● **Things to do**
• 1. According to the COPD sputum excerpt, which potentially pathogenic microorganism was recovered most often?
• 2. Continue the COPD sputum excerpt from where it stops.

(Selected excerpt begins)

Analysis of the relationships between microbial typology and bronchial inflammation, measured as sputum neutrophilia and cytokine concentration, were performed at the end of follow-up (Chi-squared, Fisher’s exact and Mann–Whitney U-tests). In this analysis, PPMs cultured from follow-up sputum samples and showing the same molecular profile as PPMs recovered at baseline were considered as long-term persistent strains, whereas PPMs cultured at follow-up but not present at baseline were considered as acquired. First, correlations between microbial load and bronchial inflammation parameters (Mann–Whitney U-test and the Spearman’s correlation coefficient) were calculated. Next, the differences between colonised patients who harboured long-term persistent PPMs and microorganisms acquired during follow-up were analysed, through the assessment of the relationships between long-term microbial persistence and microbial profile, load, sputum neutrophilia and concentration of cytokines at the follow-up visit. Finally, the impact of bronchial inflammation on the change in post-bronchodilator FEV1 during the follow-up period was assessed using logistic regression modelling, considering an FEV1 decline greater than the median decline as the outcome, and age, current smoking, use of inhaled corticosteroids and appearance of an exacerbation during follow-up as covariates. The results of these analyses were expressed as crude and adjusted OR with 95% CI. Multivariate models were adjusted for smoking and other covariates showing an association with the outcome variable in the univariate models (p<0.20). All statistical tests were two sided, and a p-value of ≥0.05 less was reported as statistically significant.
RESULTS
40 consecutive, clinically stable COPD outpatients fulfilled the inclusion criteria and were enrolled. Participating patients were mostly male (39 (97.5%)), had a mean age±sd of 66.5±8.1 yrs and showed moderate lung function impairment (post-bronchodilator FEV1 57.9% of predicted (sd 19.1%)) (table 1⇓). In these patients, 79 baseline visits and consecutive follow-up examinations were performed after 8.0±3.2 months. Sputum was obtained with isotonic saline in 23 baseline and 34 follow-up visits, and was induced with hypertonic saline in the remaining examinations. PPMs were recovered from nearly three-quarters of these sputum samples, both at baseline and at the follow-up visits, and in half of them this recovery was associated with a neutrophilic response. H. influenzae was the PPM recovered most often (in 28 and 25 cases at baseline and follow-up visits, respectively), and samples growing that microorganism also had the highest microbial loads. Low loads of P. aeruginosa, enterobacteria and H. parainfluenzae, however, were also often cultivated from the sputum samples (table 2⇓).

(Selected excerpt ends)
(Supplied information begins)

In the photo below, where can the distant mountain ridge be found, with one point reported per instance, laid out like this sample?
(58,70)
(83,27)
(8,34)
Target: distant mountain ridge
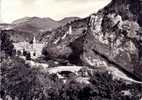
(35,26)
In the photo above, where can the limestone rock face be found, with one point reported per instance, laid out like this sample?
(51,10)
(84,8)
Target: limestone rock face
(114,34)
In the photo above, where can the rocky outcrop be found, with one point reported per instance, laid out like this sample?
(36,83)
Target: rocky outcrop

(Supplied information ends)
(Supplied information begins)

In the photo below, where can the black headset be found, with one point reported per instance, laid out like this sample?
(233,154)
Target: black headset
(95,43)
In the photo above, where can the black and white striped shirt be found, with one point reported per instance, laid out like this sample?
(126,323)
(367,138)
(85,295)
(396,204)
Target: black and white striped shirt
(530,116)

(Supplied information ends)
(Supplied information begins)

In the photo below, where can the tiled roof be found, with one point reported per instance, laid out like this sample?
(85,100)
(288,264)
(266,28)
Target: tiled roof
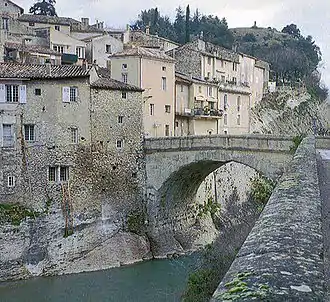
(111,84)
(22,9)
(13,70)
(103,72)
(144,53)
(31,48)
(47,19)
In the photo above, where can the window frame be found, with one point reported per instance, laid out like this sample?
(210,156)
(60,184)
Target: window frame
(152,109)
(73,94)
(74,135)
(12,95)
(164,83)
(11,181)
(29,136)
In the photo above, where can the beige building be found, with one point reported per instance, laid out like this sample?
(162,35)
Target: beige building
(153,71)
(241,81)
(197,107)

(Supplied information ends)

● **Written answers**
• 1. H. influenzae

• 2.
Sociodemographic characteristics
Characteristics of sputum sample(n = 79)
59 samples showed bronchial colonisation at the follow-up examination, preceded by positive sputum cultures for PPMs in the baseline sputum sample in 42 (53.2%) cases. These successive positive cultures, however, were in most cases due to new PPMs acquired during follow-up (30 (38.0%) cases). Long-term persistence of the same strain was the cause in only 12 (15.2%) cases, a situation that was mainly attributable to colonisation by P. aeruginosa or enterobacteria (table 3⇓). No statistically significant differences in the measured bronchial inflammation parameters were found between sputum samples with long-term persistent and acquired colonisation (table 4⇓).
Evolution during follow-up (n = 79)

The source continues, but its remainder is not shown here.